(Requirement 1): In the records below, set down again without any change the lines from the one containing "Please inspect the image and mark the person in" through the one containing "[6,2,1077,410]", including both of those lines.

(Document extract):

----

Friday, January 5, 2001
By Tamar Hausman
With a large boa constrictor wrapped around his torso, Rabbi Nosson Slifkin admits that while he loves snakes, and has been handling them since childhood, he understands why most people recoil from them in fear.
But then he explains that just as the snake's punishment for its sin in the Garden of Eden was the removal of its legs, it gained the advantage of greater maneuverability. And thus the lesson: Even where there is evil, there is reason to find compassion and good. Within minutes, onlookers are approaching the boa and slowly stroking its skin.
Slifkin develops education programs at Tisch Family Zoological Gardens in Jerusalem, better known as the Biblical Zoo. Working off a huge computerized database of biblical references to animals, Slifkin gives tours, lectures for adults and classroom lessons for kids on the animal kingdom based on the idea that Torah is the vehicle to learning about the natural world. While the zoo displays animals from throughout the world, it emphasizes the animals mentioned in the Bible. Placards next to most exhibits cite biblical passages referencing that animal. That was about the extent of the zoo's biblical element, until Slifkin began giving his “Zoo Torah” tours there last year. They have become, well, wildly popular.

----

(Requirement 2): Write the next part of the article about the Zoo Torah tours at the Jerusalem Biblical Zoo, starting after its last sentence.

Rows of box annotation records
----

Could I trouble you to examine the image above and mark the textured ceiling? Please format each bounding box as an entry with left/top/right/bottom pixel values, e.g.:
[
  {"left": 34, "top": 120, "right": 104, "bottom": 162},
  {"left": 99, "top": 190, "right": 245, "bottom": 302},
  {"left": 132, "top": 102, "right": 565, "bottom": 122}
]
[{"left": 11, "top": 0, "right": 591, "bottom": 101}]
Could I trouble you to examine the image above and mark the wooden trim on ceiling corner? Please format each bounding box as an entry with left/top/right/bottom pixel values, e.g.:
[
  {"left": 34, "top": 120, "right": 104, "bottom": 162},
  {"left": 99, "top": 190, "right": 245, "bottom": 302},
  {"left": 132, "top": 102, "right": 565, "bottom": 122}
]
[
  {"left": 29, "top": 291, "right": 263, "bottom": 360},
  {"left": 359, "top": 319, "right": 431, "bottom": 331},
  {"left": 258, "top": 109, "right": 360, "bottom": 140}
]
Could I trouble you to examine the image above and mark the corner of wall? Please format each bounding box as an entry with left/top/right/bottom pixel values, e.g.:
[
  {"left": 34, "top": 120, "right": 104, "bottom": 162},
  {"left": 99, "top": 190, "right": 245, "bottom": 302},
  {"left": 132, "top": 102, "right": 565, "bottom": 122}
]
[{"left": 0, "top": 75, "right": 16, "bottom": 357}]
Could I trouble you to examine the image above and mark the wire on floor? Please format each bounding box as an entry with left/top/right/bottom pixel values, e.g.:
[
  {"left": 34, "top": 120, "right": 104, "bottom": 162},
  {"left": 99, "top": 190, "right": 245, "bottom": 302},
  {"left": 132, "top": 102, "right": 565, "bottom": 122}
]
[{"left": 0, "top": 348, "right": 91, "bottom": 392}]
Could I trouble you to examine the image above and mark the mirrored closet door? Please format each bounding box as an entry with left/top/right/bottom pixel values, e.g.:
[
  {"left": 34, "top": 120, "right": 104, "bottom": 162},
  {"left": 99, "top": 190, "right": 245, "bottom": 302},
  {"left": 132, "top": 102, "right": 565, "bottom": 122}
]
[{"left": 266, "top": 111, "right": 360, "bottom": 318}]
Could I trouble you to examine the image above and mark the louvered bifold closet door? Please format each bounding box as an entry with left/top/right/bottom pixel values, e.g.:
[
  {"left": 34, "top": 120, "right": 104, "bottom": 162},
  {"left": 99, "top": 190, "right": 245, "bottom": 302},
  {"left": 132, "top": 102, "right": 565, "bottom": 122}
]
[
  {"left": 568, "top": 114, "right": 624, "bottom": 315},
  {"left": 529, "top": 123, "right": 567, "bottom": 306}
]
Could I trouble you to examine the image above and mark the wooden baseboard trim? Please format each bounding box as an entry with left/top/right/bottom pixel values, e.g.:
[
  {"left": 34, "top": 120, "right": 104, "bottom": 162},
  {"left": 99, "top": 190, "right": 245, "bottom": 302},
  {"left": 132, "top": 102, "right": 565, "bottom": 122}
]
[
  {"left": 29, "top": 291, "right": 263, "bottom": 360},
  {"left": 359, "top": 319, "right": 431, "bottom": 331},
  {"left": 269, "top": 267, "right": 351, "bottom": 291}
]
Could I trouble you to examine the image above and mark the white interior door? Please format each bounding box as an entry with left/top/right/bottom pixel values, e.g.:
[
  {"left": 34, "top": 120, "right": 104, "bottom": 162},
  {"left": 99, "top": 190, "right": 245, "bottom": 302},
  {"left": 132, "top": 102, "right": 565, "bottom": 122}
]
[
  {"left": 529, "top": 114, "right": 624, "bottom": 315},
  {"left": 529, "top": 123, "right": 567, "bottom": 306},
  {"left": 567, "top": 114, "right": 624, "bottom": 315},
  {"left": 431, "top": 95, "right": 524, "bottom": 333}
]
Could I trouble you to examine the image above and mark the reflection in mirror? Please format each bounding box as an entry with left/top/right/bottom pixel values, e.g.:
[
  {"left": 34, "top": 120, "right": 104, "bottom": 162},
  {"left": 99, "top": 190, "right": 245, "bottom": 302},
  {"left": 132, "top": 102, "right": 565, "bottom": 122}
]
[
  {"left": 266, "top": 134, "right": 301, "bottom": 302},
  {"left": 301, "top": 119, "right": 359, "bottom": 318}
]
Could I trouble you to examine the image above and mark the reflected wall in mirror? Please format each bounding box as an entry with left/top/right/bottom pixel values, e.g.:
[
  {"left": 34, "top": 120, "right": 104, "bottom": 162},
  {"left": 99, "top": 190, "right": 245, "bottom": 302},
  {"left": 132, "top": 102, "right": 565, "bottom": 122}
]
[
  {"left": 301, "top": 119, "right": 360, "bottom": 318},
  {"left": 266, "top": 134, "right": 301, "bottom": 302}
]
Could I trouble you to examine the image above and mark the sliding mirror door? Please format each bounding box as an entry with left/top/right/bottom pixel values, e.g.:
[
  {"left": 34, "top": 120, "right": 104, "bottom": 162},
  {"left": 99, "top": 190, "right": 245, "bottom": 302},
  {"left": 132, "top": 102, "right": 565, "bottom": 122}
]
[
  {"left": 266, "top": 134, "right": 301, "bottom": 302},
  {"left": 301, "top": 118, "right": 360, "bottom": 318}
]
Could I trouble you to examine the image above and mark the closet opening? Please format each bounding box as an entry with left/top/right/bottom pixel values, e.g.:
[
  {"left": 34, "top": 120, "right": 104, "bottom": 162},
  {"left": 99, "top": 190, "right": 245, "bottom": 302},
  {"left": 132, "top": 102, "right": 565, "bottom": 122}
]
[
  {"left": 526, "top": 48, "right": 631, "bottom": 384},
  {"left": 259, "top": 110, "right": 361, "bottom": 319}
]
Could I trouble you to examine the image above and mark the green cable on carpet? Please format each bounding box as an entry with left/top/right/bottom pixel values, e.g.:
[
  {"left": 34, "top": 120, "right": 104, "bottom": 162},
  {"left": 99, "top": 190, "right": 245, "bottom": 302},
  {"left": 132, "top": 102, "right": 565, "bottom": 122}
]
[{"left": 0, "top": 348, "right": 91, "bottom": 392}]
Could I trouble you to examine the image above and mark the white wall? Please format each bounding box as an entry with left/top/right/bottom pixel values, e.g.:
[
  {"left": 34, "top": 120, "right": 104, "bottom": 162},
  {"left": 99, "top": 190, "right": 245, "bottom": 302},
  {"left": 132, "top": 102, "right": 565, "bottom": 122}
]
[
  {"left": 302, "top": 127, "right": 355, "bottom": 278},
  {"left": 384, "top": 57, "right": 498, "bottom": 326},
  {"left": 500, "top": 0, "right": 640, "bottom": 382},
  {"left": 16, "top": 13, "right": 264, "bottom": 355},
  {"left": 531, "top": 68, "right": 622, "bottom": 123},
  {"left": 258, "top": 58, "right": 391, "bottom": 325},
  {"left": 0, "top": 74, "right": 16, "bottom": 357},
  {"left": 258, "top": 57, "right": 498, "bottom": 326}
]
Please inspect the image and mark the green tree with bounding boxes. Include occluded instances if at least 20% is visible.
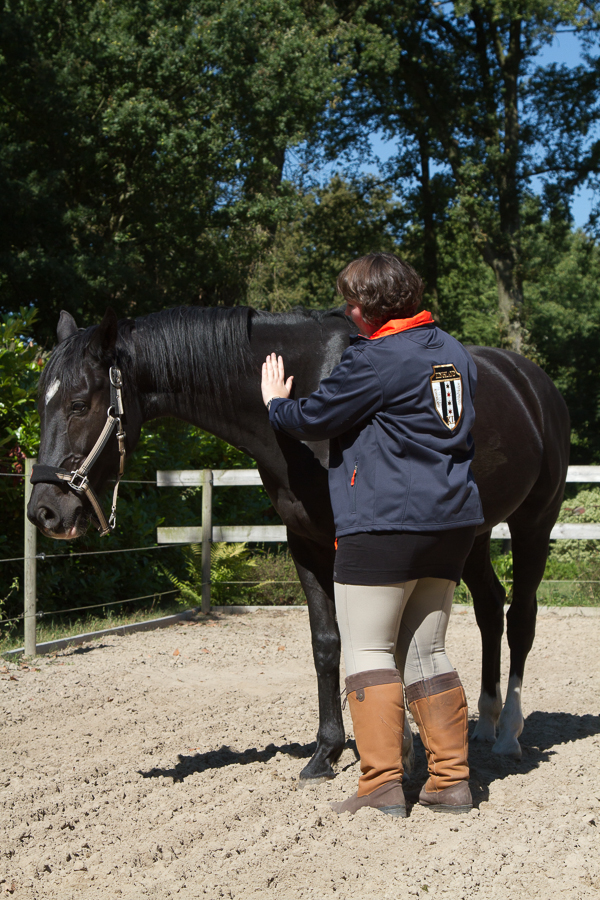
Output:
[331,0,600,350]
[248,175,401,311]
[0,0,340,340]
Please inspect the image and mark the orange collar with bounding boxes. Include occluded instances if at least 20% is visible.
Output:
[369,309,433,341]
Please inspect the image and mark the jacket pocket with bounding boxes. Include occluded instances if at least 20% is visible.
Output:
[350,459,358,514]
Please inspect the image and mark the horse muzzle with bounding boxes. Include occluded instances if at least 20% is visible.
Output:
[27,484,90,541]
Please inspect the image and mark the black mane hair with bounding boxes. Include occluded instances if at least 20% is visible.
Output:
[39,306,352,408]
[39,306,252,406]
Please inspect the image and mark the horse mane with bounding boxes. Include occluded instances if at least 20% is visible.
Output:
[39,306,252,406]
[39,306,347,408]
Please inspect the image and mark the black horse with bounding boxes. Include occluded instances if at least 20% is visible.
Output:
[28,308,569,782]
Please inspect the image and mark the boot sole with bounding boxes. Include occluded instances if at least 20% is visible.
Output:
[420,803,473,815]
[375,806,406,819]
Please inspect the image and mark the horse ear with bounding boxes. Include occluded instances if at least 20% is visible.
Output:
[88,306,118,356]
[56,309,79,344]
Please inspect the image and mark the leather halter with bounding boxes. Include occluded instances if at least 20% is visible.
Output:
[31,366,125,537]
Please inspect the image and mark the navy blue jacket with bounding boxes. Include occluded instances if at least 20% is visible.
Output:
[269,314,484,537]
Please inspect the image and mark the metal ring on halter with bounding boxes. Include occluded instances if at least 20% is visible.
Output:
[31,366,126,537]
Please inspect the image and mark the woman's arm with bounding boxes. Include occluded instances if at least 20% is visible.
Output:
[263,347,383,441]
[260,353,294,409]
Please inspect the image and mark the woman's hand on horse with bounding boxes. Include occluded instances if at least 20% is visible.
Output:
[261,353,294,406]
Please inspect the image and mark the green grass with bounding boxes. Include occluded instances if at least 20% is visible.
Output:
[0,598,183,654]
[0,568,600,654]
[454,579,600,607]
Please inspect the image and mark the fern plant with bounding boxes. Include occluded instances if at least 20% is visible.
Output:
[161,543,256,606]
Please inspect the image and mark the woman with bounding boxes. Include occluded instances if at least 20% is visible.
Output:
[262,253,483,816]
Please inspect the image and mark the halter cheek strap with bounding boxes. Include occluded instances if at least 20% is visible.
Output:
[31,366,125,537]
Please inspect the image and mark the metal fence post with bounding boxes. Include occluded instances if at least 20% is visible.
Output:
[23,457,37,656]
[202,469,213,613]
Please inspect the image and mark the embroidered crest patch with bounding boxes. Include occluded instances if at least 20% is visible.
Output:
[429,363,462,431]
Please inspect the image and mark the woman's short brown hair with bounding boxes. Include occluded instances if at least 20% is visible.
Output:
[336,253,424,325]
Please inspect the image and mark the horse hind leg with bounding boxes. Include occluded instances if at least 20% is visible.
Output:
[463,531,506,743]
[493,520,549,759]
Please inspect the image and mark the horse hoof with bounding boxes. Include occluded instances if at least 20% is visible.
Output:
[298,775,335,790]
[470,719,496,744]
[492,734,523,759]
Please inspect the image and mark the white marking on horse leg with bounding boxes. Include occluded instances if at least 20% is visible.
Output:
[402,716,415,777]
[492,675,524,759]
[46,378,60,406]
[471,684,502,744]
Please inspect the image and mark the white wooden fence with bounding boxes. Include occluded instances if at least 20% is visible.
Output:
[156,466,600,612]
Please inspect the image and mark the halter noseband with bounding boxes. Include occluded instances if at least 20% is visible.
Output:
[31,366,125,537]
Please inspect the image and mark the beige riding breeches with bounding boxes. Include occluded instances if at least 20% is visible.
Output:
[335,578,456,686]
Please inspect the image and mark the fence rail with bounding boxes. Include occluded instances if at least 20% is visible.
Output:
[12,459,600,656]
[156,466,600,612]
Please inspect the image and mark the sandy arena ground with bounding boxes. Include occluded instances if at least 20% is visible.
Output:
[0,607,600,900]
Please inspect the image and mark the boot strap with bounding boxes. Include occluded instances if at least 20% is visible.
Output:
[406,672,462,703]
[346,669,402,702]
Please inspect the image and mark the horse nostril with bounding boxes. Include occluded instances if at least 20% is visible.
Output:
[33,506,59,530]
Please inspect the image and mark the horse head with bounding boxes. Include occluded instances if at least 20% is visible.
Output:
[27,309,141,540]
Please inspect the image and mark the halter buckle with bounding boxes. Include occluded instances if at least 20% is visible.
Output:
[69,472,88,494]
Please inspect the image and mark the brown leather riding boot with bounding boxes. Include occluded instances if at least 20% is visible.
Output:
[331,669,406,818]
[406,672,473,813]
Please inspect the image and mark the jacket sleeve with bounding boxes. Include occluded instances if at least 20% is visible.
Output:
[269,347,383,441]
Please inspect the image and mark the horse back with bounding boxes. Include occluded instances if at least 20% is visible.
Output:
[467,347,570,528]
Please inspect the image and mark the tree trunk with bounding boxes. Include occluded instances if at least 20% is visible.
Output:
[490,257,526,353]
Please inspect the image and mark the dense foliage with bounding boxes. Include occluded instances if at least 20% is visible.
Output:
[0,0,600,613]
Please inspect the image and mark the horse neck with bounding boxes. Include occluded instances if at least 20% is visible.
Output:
[126,314,349,465]
[129,314,270,458]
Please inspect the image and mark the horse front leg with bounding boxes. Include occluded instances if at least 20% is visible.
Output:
[492,511,554,759]
[288,532,346,786]
[463,531,506,743]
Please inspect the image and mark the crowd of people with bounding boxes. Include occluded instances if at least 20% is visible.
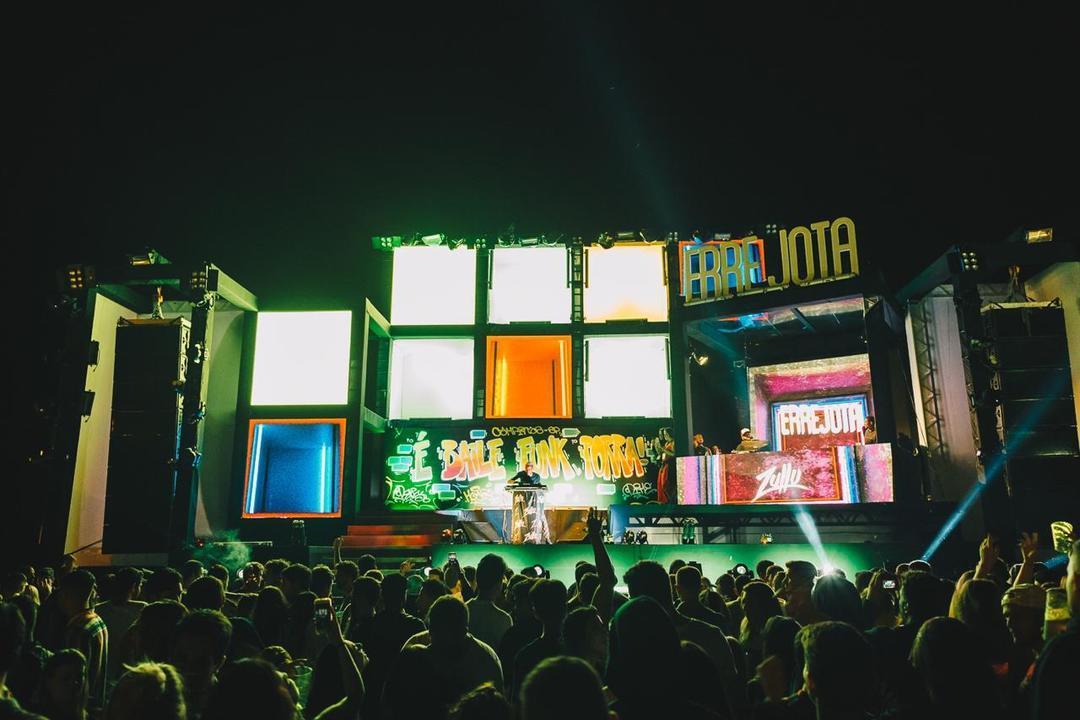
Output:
[0,516,1080,720]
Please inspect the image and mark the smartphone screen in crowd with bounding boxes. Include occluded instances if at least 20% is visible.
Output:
[315,598,334,630]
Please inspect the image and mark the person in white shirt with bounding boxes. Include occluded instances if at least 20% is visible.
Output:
[465,553,514,648]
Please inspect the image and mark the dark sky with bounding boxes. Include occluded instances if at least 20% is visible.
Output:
[6,2,1077,410]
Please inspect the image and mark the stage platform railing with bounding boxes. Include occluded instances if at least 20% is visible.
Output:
[608,502,955,544]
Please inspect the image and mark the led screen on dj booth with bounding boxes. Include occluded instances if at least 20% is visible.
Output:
[770,394,867,450]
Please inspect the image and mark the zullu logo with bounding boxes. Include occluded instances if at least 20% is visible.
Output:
[751,462,810,502]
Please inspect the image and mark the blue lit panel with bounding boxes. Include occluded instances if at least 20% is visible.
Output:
[243,419,345,517]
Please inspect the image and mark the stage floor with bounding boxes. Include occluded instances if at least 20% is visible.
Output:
[432,543,902,585]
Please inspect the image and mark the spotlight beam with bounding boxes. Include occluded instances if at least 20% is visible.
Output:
[922,377,1067,560]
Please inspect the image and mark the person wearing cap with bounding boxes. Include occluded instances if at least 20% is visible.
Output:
[1001,583,1047,708]
[732,427,765,452]
[1030,540,1080,720]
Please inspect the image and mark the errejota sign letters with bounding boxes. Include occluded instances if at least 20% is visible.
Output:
[680,217,859,304]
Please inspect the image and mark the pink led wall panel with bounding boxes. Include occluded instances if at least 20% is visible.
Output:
[746,354,874,450]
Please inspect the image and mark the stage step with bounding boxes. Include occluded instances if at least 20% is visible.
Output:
[341,534,441,547]
[341,511,453,556]
[308,545,431,573]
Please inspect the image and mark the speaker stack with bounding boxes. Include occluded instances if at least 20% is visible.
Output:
[102,318,190,553]
[984,304,1080,533]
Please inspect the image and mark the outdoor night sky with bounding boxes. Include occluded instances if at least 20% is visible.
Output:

----

(Task response 1):
Please inspect the image and mark the person in white shirt with bounding boxes. Include occluded instances if at least 20% is visible.
Output:
[465,553,514,648]
Please inspect the image and mark the dark sky with bounding boxes. Include occluded instances if at least 20% is visible.
Output:
[6,2,1077,410]

(Task response 2):
Slifkin first started with tours for “outreach” yeshivot for newly religious men and women. Now, he tailors it to various types of groups, including secular and religious, young and old, all with the common goal of boosting Jewish pride by showing that Jewish sources have a sophisticated approach to the natural world. More Christian groups are asking for the zoo tours, too.
Animals have been a “tremendous source of Jewish inspiration for me,” says Slifkin, a teacher at Yeshivat Ohr Sameach. Among the courses he teaches there, he began a class last year called “Torah from the Zoo." It quickly became popular, not only because students figure they'll get free trips to the zoo, but because the topic helps many newly-religious men – the yeshiva has a large contingent of newly-religious Anglos – connect to Judaism.
Growing up in Manchester, England, Slifkin owned dozens of pets ranging from tarantulas to iguanas. Ever since he can remember, he wanted to work in a zoo. People used to laugh at him. “Good Jewish boys in England grew up to be doctors, lawyers, or accountants, not zookeepers,” he says. When he came to study at yeshiva in Jerusalem after making aliya in 1993, he missed animals terribly. He had given away all his pets before coming to Israel, and the few he bought in Israel and was allowed to keep in his dorm room in yeshiva (including an iguana) weren't enough to satisfy his obsession.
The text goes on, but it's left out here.